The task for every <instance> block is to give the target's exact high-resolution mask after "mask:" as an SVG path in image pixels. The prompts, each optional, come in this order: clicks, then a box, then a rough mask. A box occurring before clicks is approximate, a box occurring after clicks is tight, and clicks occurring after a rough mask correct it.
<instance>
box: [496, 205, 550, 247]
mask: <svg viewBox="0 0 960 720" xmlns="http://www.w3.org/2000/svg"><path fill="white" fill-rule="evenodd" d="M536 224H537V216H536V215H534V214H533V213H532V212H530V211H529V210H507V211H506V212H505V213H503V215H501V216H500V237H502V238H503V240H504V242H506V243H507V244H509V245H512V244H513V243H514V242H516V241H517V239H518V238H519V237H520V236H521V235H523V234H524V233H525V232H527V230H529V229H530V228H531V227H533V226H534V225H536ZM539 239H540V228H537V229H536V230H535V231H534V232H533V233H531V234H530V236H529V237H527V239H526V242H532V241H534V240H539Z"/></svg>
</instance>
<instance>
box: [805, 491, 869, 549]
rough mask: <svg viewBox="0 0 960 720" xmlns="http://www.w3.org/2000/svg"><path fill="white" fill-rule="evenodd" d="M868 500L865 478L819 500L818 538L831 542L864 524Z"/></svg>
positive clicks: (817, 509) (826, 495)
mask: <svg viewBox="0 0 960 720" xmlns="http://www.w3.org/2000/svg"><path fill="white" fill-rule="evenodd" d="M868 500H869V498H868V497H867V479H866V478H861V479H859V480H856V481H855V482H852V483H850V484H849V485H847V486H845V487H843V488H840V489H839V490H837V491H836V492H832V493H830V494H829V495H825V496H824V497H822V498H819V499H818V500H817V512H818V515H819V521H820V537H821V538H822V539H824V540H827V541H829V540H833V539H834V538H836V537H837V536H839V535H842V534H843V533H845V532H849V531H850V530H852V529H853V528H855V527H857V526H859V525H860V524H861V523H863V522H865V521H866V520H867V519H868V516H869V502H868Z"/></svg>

* **What to work on**
Change each "rough mask" in the entries above to "coarse mask" and write the entries out again with nothing else altered.

* **Output of the task**
The task for every <instance> block is to give the target's exact high-resolution mask after "mask:" as an SVG path in image pixels. The prompts, each optional, come in this order: clicks, then a box, then a coarse mask. A box occurring before clicks is approximate, a box occurring after clicks is tight, and clicks occurring after a coarse mask correct it.
<instance>
box: [496, 205, 550, 247]
mask: <svg viewBox="0 0 960 720" xmlns="http://www.w3.org/2000/svg"><path fill="white" fill-rule="evenodd" d="M536 224H537V216H536V215H534V214H533V213H532V212H530V211H529V210H507V211H506V212H505V213H503V215H501V216H500V237H502V238H503V240H504V242H506V243H507V244H509V245H512V244H513V243H514V242H516V241H517V239H518V238H519V237H520V236H521V235H523V234H524V233H525V232H527V230H529V229H530V228H531V227H533V226H534V225H536ZM539 239H540V228H537V229H536V230H535V231H534V232H533V233H531V234H530V236H529V237H527V239H526V242H532V241H534V240H539Z"/></svg>
</instance>
<instance>
box: [805, 491, 869, 549]
coarse mask: <svg viewBox="0 0 960 720" xmlns="http://www.w3.org/2000/svg"><path fill="white" fill-rule="evenodd" d="M868 500L865 478L819 500L818 538L831 542L864 524Z"/></svg>
positive clicks: (817, 509) (826, 495)
mask: <svg viewBox="0 0 960 720" xmlns="http://www.w3.org/2000/svg"><path fill="white" fill-rule="evenodd" d="M868 500H869V498H868V497H867V479H866V478H861V479H859V480H856V481H855V482H852V483H850V484H849V485H847V486H845V487H843V488H840V489H839V490H837V491H836V492H832V493H830V494H829V495H825V496H824V497H822V498H819V499H818V500H817V512H818V515H819V521H820V537H821V538H822V539H824V540H827V541H829V540H833V539H834V538H836V537H837V536H839V535H842V534H843V533H845V532H849V531H850V530H852V529H853V528H855V527H857V526H859V525H860V524H861V523H863V522H865V521H866V520H867V519H868V516H869V502H868Z"/></svg>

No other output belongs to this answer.